▶ DIRECTIONS FOR THIS TASK
All of the listing below must be repeated word for word. Pictures are the only thing to omit.

--- start DATA SUPPLIED ---

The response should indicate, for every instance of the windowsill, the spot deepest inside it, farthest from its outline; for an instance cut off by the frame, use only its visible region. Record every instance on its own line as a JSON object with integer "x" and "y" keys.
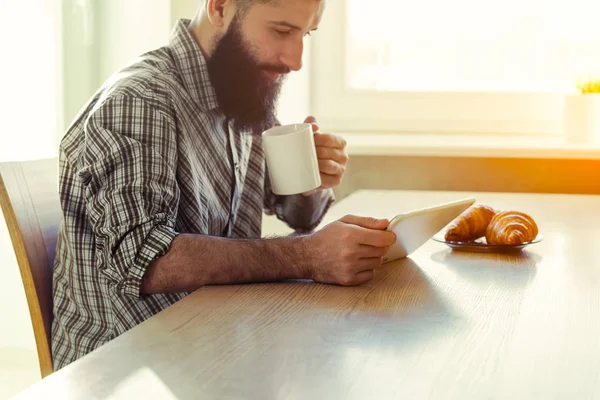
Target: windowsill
{"x": 454, "y": 145}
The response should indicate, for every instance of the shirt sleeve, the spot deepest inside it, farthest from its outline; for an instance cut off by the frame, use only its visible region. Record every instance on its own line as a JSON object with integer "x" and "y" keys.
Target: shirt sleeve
{"x": 127, "y": 168}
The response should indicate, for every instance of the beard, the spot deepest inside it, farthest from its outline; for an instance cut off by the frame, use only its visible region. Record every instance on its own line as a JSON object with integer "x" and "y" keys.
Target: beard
{"x": 245, "y": 94}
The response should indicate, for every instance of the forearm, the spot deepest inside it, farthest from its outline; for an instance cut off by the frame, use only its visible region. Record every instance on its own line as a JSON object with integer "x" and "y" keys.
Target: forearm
{"x": 304, "y": 212}
{"x": 197, "y": 260}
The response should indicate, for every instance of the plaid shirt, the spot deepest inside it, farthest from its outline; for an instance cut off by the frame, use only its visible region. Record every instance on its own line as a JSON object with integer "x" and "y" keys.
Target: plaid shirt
{"x": 150, "y": 156}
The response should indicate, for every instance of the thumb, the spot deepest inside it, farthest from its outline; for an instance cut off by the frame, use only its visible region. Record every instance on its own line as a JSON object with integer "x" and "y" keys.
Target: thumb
{"x": 312, "y": 120}
{"x": 366, "y": 222}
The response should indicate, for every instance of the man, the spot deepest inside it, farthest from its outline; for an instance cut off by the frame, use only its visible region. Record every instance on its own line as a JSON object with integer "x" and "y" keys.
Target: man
{"x": 163, "y": 184}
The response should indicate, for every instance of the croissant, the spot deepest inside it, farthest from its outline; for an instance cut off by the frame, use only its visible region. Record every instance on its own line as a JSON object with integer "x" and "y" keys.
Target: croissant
{"x": 511, "y": 227}
{"x": 471, "y": 224}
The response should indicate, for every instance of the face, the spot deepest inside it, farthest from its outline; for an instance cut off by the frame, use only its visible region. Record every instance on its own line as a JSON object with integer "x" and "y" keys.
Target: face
{"x": 251, "y": 59}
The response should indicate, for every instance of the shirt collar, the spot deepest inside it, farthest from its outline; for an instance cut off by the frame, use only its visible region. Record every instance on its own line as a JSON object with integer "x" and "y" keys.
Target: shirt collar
{"x": 192, "y": 66}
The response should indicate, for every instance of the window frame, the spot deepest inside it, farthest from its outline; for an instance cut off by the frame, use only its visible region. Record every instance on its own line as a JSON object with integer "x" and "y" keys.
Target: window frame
{"x": 350, "y": 110}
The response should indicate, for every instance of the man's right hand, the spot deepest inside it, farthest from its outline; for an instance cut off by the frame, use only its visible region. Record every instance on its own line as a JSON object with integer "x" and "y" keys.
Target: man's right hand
{"x": 346, "y": 252}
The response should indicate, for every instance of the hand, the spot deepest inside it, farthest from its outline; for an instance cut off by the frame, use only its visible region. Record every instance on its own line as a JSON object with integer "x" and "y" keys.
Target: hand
{"x": 331, "y": 154}
{"x": 347, "y": 252}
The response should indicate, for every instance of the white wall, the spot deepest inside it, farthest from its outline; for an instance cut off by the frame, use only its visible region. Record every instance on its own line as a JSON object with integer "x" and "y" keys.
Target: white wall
{"x": 126, "y": 29}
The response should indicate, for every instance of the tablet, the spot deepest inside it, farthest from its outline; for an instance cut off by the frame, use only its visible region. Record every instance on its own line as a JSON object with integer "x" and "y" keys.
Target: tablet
{"x": 416, "y": 227}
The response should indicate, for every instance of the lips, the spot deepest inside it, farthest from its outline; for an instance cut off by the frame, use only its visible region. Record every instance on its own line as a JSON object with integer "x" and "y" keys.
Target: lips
{"x": 272, "y": 75}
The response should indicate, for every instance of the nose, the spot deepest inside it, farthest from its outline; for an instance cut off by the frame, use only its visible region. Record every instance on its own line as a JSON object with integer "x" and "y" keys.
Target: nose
{"x": 292, "y": 56}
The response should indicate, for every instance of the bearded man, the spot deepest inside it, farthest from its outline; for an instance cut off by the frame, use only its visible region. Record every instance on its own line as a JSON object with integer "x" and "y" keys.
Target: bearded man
{"x": 163, "y": 180}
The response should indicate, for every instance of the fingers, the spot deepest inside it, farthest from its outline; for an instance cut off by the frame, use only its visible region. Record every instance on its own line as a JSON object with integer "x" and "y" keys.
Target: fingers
{"x": 366, "y": 222}
{"x": 312, "y": 120}
{"x": 330, "y": 167}
{"x": 329, "y": 140}
{"x": 333, "y": 154}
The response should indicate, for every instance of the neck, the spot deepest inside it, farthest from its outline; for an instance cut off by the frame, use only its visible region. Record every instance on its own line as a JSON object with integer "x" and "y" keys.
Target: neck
{"x": 204, "y": 33}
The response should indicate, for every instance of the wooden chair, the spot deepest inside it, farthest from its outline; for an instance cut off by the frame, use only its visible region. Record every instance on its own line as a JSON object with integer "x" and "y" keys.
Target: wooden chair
{"x": 30, "y": 203}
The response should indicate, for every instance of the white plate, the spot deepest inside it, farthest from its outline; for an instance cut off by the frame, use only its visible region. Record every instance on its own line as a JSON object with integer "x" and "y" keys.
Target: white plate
{"x": 481, "y": 246}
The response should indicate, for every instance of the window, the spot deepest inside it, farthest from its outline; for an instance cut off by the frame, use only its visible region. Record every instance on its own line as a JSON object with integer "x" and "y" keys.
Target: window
{"x": 30, "y": 78}
{"x": 474, "y": 66}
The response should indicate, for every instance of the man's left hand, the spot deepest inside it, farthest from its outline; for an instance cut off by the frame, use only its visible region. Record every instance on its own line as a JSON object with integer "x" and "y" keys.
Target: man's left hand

--- end DATA SUPPLIED ---

▶ WRITTEN SOLUTION
The response should indicate, for every instance of the windowsill, the spot deepest inside it, farthest from its outline; for an instance cut off by the frame, use only its visible region. Record every instance on its own line as a JSON object with integer "x" and "y" keys.
Target: windowsill
{"x": 454, "y": 145}
The response should indicate, for every instance of the shirt sleeve, the spot deepest inside it, farthest from its outline; for an instance cut off by the frame, use only its visible region. Record every instance on its own line as a JSON object with integer "x" and "y" keys.
Target: shirt sleeve
{"x": 127, "y": 168}
The response should indicate, for every instance of the beard, the spot deepest inside it, farthest from its outline; for an instance cut off by the frame, use only its visible region. Record every instance on its own line as a JSON object with integer "x" and "y" keys.
Target: beard
{"x": 245, "y": 94}
The response should indicate, for every instance of the forearm, the spot deepest inside it, farthest from its outline; for an instance cut off by the frame, use only its visible region. Record every instance on its own line as a JSON object with integer "x" and "y" keys.
Target: forearm
{"x": 304, "y": 212}
{"x": 197, "y": 260}
The response should indicate, for every instance of the plaid shirt, the spot deepest inside it, farthest from its outline; for an instance cut off by the frame, use only its visible region. Record every instance on its own line as a JSON object with integer "x" and "y" keys.
Target: plaid shirt
{"x": 150, "y": 156}
The response should indicate, for every instance of the thumb, the spot deepest inside it, farthest from its outline; for an instance cut off by the frame, use only its visible region. Record every instance on its own line as a JSON object with integer "x" and "y" keys.
Target: thumb
{"x": 312, "y": 120}
{"x": 366, "y": 222}
The response should indicate, for every instance of the man, the spot deepest inside it, farthest from its outline; for an instance cut off by the frame, use only its visible region. Record every instance on its own line as a JSON object with integer "x" and "y" keys.
Target: man
{"x": 163, "y": 184}
The response should indicate, for every instance of the croissant, the spot deepest inside it, farthest from its outline; for an instance cut off by the frame, use only its visible region. Record every instance on its own line as a JSON object with integer "x" and "y" keys.
Target: croissant
{"x": 511, "y": 227}
{"x": 471, "y": 224}
The response should indicate, for every instance of the face, the spot deepest inside it, farthest from its outline; for an instance cut off by the frame, use only its visible region. Record every instance on its own line as a JSON object with integer "x" and "y" keys.
Target: face
{"x": 251, "y": 59}
The response should indicate, for every instance of the shirt collar, the spot deepest inside it, farthest from its outline; for an instance cut off by the frame, use only its visible region. Record every instance on its own line as a JSON object with integer "x" and "y" keys.
Target: shirt collar
{"x": 192, "y": 66}
The response should indicate, for every instance of the window frame, the spot deepest inside it, farthest from its outline; for an instance cut off by the frame, use only its visible region. Record every instance on its own line as a JSON object with integer "x" and "y" keys.
Target: window frame
{"x": 350, "y": 110}
The response should indicate, for every instance of the man's right hand, the spot deepest inside it, farthest from its outline; for an instance cut off by the frame, use only its visible region. Record every instance on its own line as a JSON object with integer "x" and "y" keys.
Target: man's right hand
{"x": 346, "y": 252}
The response should indicate, for every instance of the hand, the spot deepest inside it, farthest from its outline; for an instance cut off by the frame, use only its visible region. Record every instance on its own line as a JSON object with integer "x" and "y" keys.
Target: hand
{"x": 331, "y": 154}
{"x": 347, "y": 252}
The response should indicate, for every instance of the white wall, the spot deepest inside it, farthest from its outline; for an instance cut off by the frame, use only its visible region. Record every instance on its own line as a JSON object with integer "x" and "y" keys.
Target: white wall
{"x": 126, "y": 29}
The response should indicate, for every instance of the tablet, the spot deepest inside it, farthest from its outline; for an instance cut off by the frame, use only its visible region. Record every instance on its own line as a JSON object with integer "x" and "y" keys.
Target: tablet
{"x": 416, "y": 227}
The response should indicate, for every instance of the lips, the spot deepest inside it, farthest from its outline; for an instance cut off by the frame, use only its visible region. Record every instance on its own line as a JSON object with integer "x" and "y" keys.
Target: lips
{"x": 272, "y": 75}
The response should indicate, for every instance of the nose, the spot deepest inside it, farthest from its outline; for an instance cut off by the frame, use only its visible region. Record every instance on its own line as a JSON object with integer "x" and "y" keys.
Target: nose
{"x": 292, "y": 56}
The response should indicate, for every instance of the bearded man, the spot deepest inside it, farthest from its outline; for an instance cut off by the frame, use only its visible region. Record every instance on its own line as a JSON object with integer "x" and "y" keys.
Target: bearded man
{"x": 163, "y": 180}
The response should indicate, for every instance of the fingers, the spot deepest inside it, farthest from its outline; for an instance cut off by the frame, use only its visible region. Record every instance on its own line as a JSON object with integer "x" and "y" keys.
Target: fingers
{"x": 366, "y": 222}
{"x": 312, "y": 120}
{"x": 330, "y": 167}
{"x": 329, "y": 140}
{"x": 333, "y": 154}
The response should indicate, for every instance of the neck, the spot deepest inside it, farthest from its outline; for an instance cut off by the frame, use only its visible region. Record every instance on its own line as a JSON object with integer "x" and "y" keys.
Target: neck
{"x": 204, "y": 33}
The response should indicate, for every instance of the wooden chair, the spot deepest inside it, farthest from its outline; for an instance cut off by the frame, use only its visible region. Record every instance on its own line as a JSON object with integer "x" and "y" keys.
Target: wooden chair
{"x": 30, "y": 203}
The response should indicate, for every instance of the white plate, the spot deepest inside it, farthest from its outline; for an instance cut off by the frame, use only its visible region. Record every instance on its own line as a JSON object with integer "x" and "y" keys.
Target: white plate
{"x": 481, "y": 246}
The response should indicate, for every instance of the window, the spot deepest inside it, farthest from its outline; for an instance cut off by the frame, use only its visible region. Record every instance on its own line as a JSON object with integer "x" and "y" keys.
Target: window
{"x": 30, "y": 78}
{"x": 474, "y": 66}
The response should indicate, for every instance of the man's left hand, the spot deepest inside it, farthest from its outline; for an instance cut off by the frame, use only its visible region. Record every instance on its own line as a JSON object with integer "x" and "y" keys.
Target: man's left hand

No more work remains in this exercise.